▶ **Prompt A**
Repeat the part of the forum post below that begins at the words "I've already trained" and stops after "for my question.", copying it character for character.

▶ **Extracted text**
_ _ _ _ _

2

I’m stuck in training a model for the recognition of characters on images. What I’m currently doing is trying to recognize letters in a relatively small image (700x50) by using the pre-defined faster-rcnn from the TensorFlow object detection repository. The images contain up to 13 letters which I want to identify and some smaller symbols and letters in the background which doesn't have to be recognized.

I've already trained some models with adoptions in the configuration files of the TensorFlow models zoo (using python), and the results in the training (classification precision and loss) are good. However, the box prediction / region proposal is not working for me. When using the model on images, it always finds on the first or first and second character. The other character are not found by the model at all. I've already tried to tweak the anchor parameters and other stuff, but that’s not important for my question.

My question now is: How can I output the boxes / anchors predicted by the region proposal (RPN) in my model? I would like to find out how I have to change my model to get an understanding on what is happening and why the other letters are not even found - let alone classified correctly. But in order to find out, I have to know what the RPN is doing to understand why my model is only finding the first two letters even though I’ve already tried changing many options like the anchor sizes or max predictions...

If someone has the magic answer on how I can output the proposals of the RPN in the TensorFlow faster-RCNN model, so from there I can find out why they don't make it into the final results, that would be great. But I’m equally happy for tips on how I can proceed from here - e.g. building an RCNN on my own and not using the models in the TensorFlow zoo or whatever. Since I'll be further working on this model for a few months, any tips on how to get deeper into creating a better model are appreciated.

Thanks in advance.

0 Answers0

_ _ _ _ _

▶ **Data for this task**

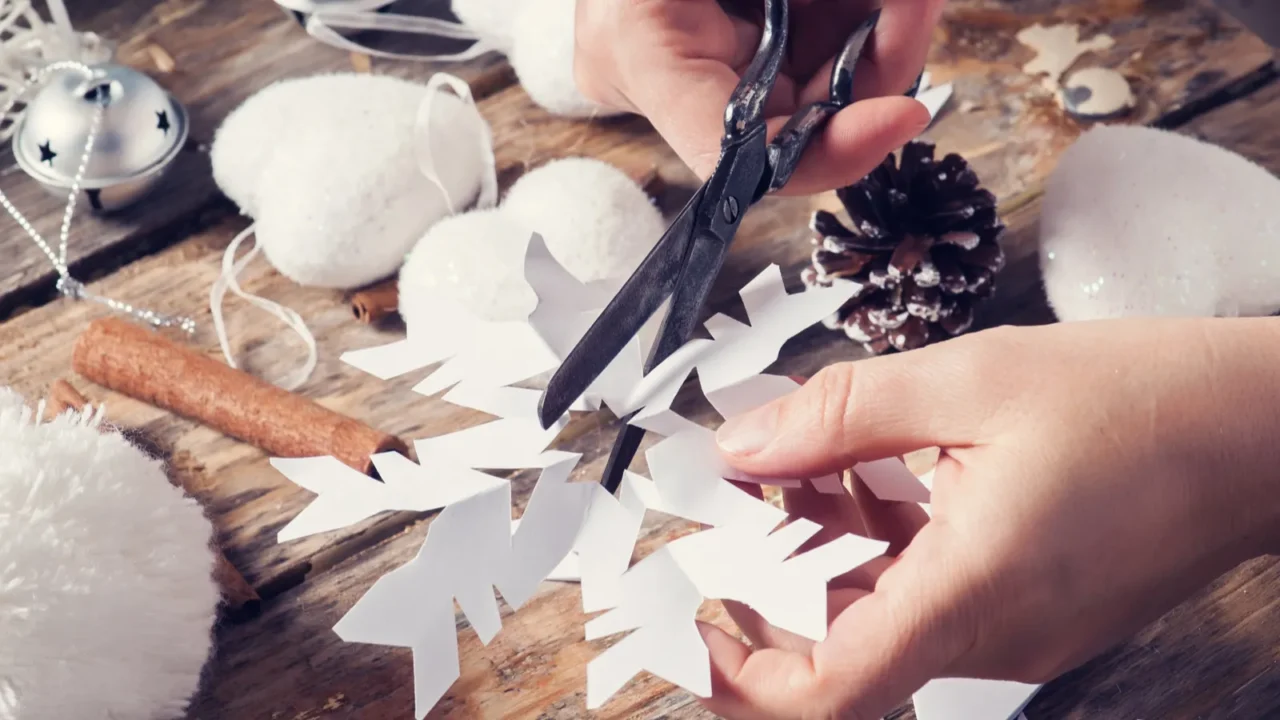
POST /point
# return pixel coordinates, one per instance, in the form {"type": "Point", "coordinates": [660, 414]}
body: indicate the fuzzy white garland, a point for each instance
{"type": "Point", "coordinates": [106, 592]}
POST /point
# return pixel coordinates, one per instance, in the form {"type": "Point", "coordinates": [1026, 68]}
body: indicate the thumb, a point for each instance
{"type": "Point", "coordinates": [865, 410]}
{"type": "Point", "coordinates": [878, 650]}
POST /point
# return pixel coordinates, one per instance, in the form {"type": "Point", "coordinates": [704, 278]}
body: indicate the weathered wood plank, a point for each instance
{"type": "Point", "coordinates": [222, 53]}
{"type": "Point", "coordinates": [288, 662]}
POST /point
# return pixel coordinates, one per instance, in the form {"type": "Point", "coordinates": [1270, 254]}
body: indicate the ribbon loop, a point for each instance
{"type": "Point", "coordinates": [488, 196]}
{"type": "Point", "coordinates": [228, 281]}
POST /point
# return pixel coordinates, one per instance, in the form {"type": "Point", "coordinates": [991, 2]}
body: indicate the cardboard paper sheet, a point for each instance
{"type": "Point", "coordinates": [960, 698]}
{"type": "Point", "coordinates": [474, 548]}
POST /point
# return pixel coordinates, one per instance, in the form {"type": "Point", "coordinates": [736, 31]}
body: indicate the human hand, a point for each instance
{"type": "Point", "coordinates": [677, 63]}
{"type": "Point", "coordinates": [1092, 475]}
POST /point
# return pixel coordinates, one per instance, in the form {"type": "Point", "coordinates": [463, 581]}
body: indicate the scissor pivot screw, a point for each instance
{"type": "Point", "coordinates": [731, 209]}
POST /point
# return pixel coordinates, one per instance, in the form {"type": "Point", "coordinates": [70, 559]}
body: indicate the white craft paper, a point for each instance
{"type": "Point", "coordinates": [475, 550]}
{"type": "Point", "coordinates": [960, 698]}
{"type": "Point", "coordinates": [891, 481]}
{"type": "Point", "coordinates": [412, 606]}
{"type": "Point", "coordinates": [663, 592]}
{"type": "Point", "coordinates": [547, 532]}
{"type": "Point", "coordinates": [347, 496]}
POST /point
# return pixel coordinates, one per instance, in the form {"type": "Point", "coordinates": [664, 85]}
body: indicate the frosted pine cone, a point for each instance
{"type": "Point", "coordinates": [922, 247]}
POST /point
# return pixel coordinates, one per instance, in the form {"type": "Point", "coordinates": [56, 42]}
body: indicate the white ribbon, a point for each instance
{"type": "Point", "coordinates": [228, 281]}
{"type": "Point", "coordinates": [423, 136]}
{"type": "Point", "coordinates": [327, 18]}
{"type": "Point", "coordinates": [488, 196]}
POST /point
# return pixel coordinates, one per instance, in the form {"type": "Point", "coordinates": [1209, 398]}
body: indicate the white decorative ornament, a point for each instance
{"type": "Point", "coordinates": [597, 222]}
{"type": "Point", "coordinates": [342, 174]}
{"type": "Point", "coordinates": [105, 574]}
{"type": "Point", "coordinates": [543, 58]}
{"type": "Point", "coordinates": [1146, 222]}
{"type": "Point", "coordinates": [476, 260]}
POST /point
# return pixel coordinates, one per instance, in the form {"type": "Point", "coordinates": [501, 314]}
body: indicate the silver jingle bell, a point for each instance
{"type": "Point", "coordinates": [141, 131]}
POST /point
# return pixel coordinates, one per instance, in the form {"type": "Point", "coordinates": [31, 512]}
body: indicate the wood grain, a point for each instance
{"type": "Point", "coordinates": [220, 53]}
{"type": "Point", "coordinates": [288, 664]}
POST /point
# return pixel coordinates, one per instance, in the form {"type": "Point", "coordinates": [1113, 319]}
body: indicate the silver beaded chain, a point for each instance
{"type": "Point", "coordinates": [67, 285]}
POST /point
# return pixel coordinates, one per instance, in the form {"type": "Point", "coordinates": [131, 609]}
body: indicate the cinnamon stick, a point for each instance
{"type": "Point", "coordinates": [373, 304]}
{"type": "Point", "coordinates": [149, 367]}
{"type": "Point", "coordinates": [238, 597]}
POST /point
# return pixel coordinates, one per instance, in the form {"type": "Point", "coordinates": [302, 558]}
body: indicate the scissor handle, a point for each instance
{"type": "Point", "coordinates": [746, 105]}
{"type": "Point", "coordinates": [791, 141]}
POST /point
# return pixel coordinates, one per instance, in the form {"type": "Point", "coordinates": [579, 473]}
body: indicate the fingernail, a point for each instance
{"type": "Point", "coordinates": [748, 433]}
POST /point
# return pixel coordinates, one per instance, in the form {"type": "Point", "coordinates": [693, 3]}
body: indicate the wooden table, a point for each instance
{"type": "Point", "coordinates": [1193, 69]}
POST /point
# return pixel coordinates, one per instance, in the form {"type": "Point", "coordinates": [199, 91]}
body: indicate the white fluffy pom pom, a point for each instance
{"type": "Point", "coordinates": [476, 260]}
{"type": "Point", "coordinates": [597, 222]}
{"type": "Point", "coordinates": [542, 55]}
{"type": "Point", "coordinates": [247, 137]}
{"type": "Point", "coordinates": [106, 592]}
{"type": "Point", "coordinates": [333, 181]}
{"type": "Point", "coordinates": [1146, 222]}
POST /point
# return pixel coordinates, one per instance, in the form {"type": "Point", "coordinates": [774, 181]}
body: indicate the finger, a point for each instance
{"type": "Point", "coordinates": [895, 523]}
{"type": "Point", "coordinates": [764, 636]}
{"type": "Point", "coordinates": [676, 65]}
{"type": "Point", "coordinates": [865, 410]}
{"type": "Point", "coordinates": [854, 141]}
{"type": "Point", "coordinates": [878, 651]}
{"type": "Point", "coordinates": [897, 49]}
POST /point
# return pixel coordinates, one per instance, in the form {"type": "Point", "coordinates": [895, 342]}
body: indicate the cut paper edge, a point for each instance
{"type": "Point", "coordinates": [961, 698]}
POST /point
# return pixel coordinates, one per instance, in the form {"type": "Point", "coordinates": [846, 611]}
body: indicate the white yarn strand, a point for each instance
{"type": "Point", "coordinates": [227, 279]}
{"type": "Point", "coordinates": [67, 285]}
{"type": "Point", "coordinates": [423, 135]}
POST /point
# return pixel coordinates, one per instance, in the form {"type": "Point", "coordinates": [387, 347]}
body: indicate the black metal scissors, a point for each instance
{"type": "Point", "coordinates": [689, 256]}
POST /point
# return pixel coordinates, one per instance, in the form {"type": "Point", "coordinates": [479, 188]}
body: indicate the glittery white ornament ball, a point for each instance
{"type": "Point", "coordinates": [1146, 222]}
{"type": "Point", "coordinates": [247, 137]}
{"type": "Point", "coordinates": [339, 197]}
{"type": "Point", "coordinates": [490, 18]}
{"type": "Point", "coordinates": [106, 592]}
{"type": "Point", "coordinates": [542, 55]}
{"type": "Point", "coordinates": [476, 260]}
{"type": "Point", "coordinates": [597, 222]}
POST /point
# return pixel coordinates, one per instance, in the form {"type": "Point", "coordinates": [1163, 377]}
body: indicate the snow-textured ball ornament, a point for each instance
{"type": "Point", "coordinates": [1146, 222]}
{"type": "Point", "coordinates": [475, 260]}
{"type": "Point", "coordinates": [597, 222]}
{"type": "Point", "coordinates": [542, 54]}
{"type": "Point", "coordinates": [490, 18]}
{"type": "Point", "coordinates": [106, 593]}
{"type": "Point", "coordinates": [328, 169]}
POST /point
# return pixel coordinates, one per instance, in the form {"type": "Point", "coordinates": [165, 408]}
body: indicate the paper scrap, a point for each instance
{"type": "Point", "coordinates": [662, 593]}
{"type": "Point", "coordinates": [474, 550]}
{"type": "Point", "coordinates": [960, 698]}
{"type": "Point", "coordinates": [347, 496]}
{"type": "Point", "coordinates": [891, 481]}
{"type": "Point", "coordinates": [933, 98]}
{"type": "Point", "coordinates": [1057, 48]}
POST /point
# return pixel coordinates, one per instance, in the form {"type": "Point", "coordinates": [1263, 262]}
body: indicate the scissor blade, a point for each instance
{"type": "Point", "coordinates": [622, 318]}
{"type": "Point", "coordinates": [702, 267]}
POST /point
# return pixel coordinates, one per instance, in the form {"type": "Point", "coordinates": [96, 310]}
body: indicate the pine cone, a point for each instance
{"type": "Point", "coordinates": [922, 249]}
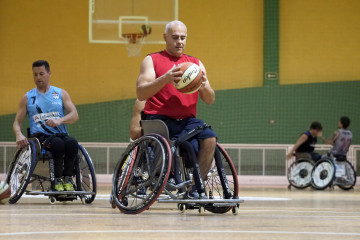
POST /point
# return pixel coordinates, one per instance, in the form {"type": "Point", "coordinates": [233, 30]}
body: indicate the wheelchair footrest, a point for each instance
{"type": "Point", "coordinates": [54, 193]}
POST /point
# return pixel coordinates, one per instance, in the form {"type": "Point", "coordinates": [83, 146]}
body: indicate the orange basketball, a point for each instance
{"type": "Point", "coordinates": [5, 193]}
{"type": "Point", "coordinates": [191, 79]}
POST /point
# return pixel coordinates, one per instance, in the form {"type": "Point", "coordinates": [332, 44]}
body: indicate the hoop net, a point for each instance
{"type": "Point", "coordinates": [135, 41]}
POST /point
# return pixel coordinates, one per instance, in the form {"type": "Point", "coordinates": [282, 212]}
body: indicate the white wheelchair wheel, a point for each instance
{"type": "Point", "coordinates": [299, 173]}
{"type": "Point", "coordinates": [323, 174]}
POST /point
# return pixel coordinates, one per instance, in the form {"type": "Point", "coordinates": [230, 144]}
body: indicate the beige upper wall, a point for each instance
{"type": "Point", "coordinates": [226, 37]}
{"type": "Point", "coordinates": [319, 41]}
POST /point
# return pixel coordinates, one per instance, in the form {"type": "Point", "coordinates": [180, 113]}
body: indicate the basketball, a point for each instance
{"type": "Point", "coordinates": [5, 193]}
{"type": "Point", "coordinates": [191, 79]}
{"type": "Point", "coordinates": [145, 29]}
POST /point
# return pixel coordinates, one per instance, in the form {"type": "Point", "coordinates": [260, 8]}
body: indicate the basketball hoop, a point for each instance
{"type": "Point", "coordinates": [135, 41]}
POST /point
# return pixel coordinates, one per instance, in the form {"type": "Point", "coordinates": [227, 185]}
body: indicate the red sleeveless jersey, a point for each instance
{"type": "Point", "coordinates": [169, 101]}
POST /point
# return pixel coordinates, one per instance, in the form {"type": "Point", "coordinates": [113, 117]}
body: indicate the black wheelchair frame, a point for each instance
{"type": "Point", "coordinates": [147, 164]}
{"type": "Point", "coordinates": [329, 171]}
{"type": "Point", "coordinates": [34, 166]}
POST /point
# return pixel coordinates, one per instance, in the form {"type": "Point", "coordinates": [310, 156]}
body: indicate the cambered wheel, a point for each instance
{"type": "Point", "coordinates": [87, 175]}
{"type": "Point", "coordinates": [141, 173]}
{"type": "Point", "coordinates": [299, 173]}
{"type": "Point", "coordinates": [221, 181]}
{"type": "Point", "coordinates": [20, 171]}
{"type": "Point", "coordinates": [348, 181]}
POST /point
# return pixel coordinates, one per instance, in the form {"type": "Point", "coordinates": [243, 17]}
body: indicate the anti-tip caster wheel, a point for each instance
{"type": "Point", "coordinates": [182, 207]}
{"type": "Point", "coordinates": [202, 210]}
{"type": "Point", "coordinates": [52, 200]}
{"type": "Point", "coordinates": [235, 210]}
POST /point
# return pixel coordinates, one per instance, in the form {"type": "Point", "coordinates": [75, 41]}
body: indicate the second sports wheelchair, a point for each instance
{"type": "Point", "coordinates": [32, 172]}
{"type": "Point", "coordinates": [330, 171]}
{"type": "Point", "coordinates": [153, 164]}
{"type": "Point", "coordinates": [299, 173]}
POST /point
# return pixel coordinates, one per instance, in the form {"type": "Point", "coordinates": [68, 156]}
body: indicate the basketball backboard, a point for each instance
{"type": "Point", "coordinates": [109, 20]}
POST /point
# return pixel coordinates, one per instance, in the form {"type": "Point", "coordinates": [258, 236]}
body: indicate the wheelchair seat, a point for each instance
{"type": "Point", "coordinates": [34, 165]}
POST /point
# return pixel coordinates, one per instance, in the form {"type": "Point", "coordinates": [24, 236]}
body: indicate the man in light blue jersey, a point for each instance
{"type": "Point", "coordinates": [46, 106]}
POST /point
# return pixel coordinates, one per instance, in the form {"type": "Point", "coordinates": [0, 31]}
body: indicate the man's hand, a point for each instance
{"type": "Point", "coordinates": [204, 81]}
{"type": "Point", "coordinates": [53, 122]}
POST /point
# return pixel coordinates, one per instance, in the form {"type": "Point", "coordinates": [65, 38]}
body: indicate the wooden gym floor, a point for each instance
{"type": "Point", "coordinates": [267, 213]}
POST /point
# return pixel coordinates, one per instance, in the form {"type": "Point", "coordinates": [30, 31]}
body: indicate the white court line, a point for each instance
{"type": "Point", "coordinates": [183, 231]}
{"type": "Point", "coordinates": [107, 197]}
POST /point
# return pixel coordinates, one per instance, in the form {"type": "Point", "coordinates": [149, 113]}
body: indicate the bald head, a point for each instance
{"type": "Point", "coordinates": [171, 25]}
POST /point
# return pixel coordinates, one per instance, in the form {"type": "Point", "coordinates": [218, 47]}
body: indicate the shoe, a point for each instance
{"type": "Point", "coordinates": [59, 185]}
{"type": "Point", "coordinates": [141, 191]}
{"type": "Point", "coordinates": [68, 184]}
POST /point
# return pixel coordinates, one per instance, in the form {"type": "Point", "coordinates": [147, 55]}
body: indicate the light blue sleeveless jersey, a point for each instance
{"type": "Point", "coordinates": [44, 106]}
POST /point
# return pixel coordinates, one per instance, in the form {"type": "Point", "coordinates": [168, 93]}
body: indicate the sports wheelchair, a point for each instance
{"type": "Point", "coordinates": [32, 171]}
{"type": "Point", "coordinates": [330, 171]}
{"type": "Point", "coordinates": [142, 175]}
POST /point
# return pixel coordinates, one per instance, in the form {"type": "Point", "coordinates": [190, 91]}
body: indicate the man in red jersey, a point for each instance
{"type": "Point", "coordinates": [158, 74]}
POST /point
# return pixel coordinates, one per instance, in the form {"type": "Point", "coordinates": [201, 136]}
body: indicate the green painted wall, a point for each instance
{"type": "Point", "coordinates": [237, 116]}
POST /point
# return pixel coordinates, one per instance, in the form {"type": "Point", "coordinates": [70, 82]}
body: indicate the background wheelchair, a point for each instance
{"type": "Point", "coordinates": [32, 172]}
{"type": "Point", "coordinates": [330, 171]}
{"type": "Point", "coordinates": [142, 175]}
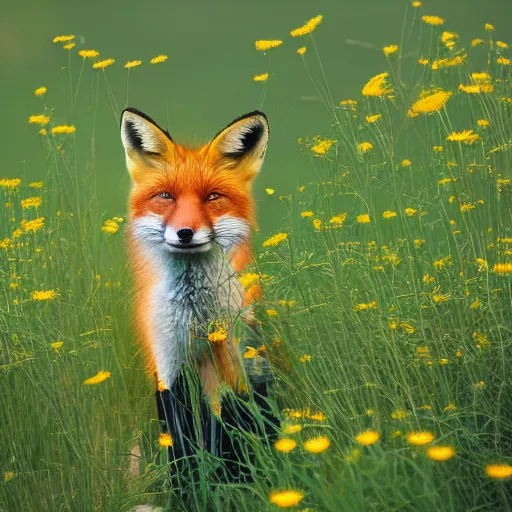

_ _ _ _ _

▶ **Prompt B**
Return every line of the records above that contains the word "hoop", with case counting.

▶ **Correct output A**
I've already trained some models with adoptions in the configuration files of the TensorFlow models zoo (using python), and the results in the training (classification precision and loss) are good. However, the box prediction / region proposal is not working for me. When using the model on images, it always finds on the first or first and second character. The other character are not found by the model at all. I've already tried to tweak the anchor parameters and other stuff, but that’s not important for my question.

▶ **Correct output B**
body: indicate the hoop net, a point for each instance
body: indicate the basketball hoop, a point for each instance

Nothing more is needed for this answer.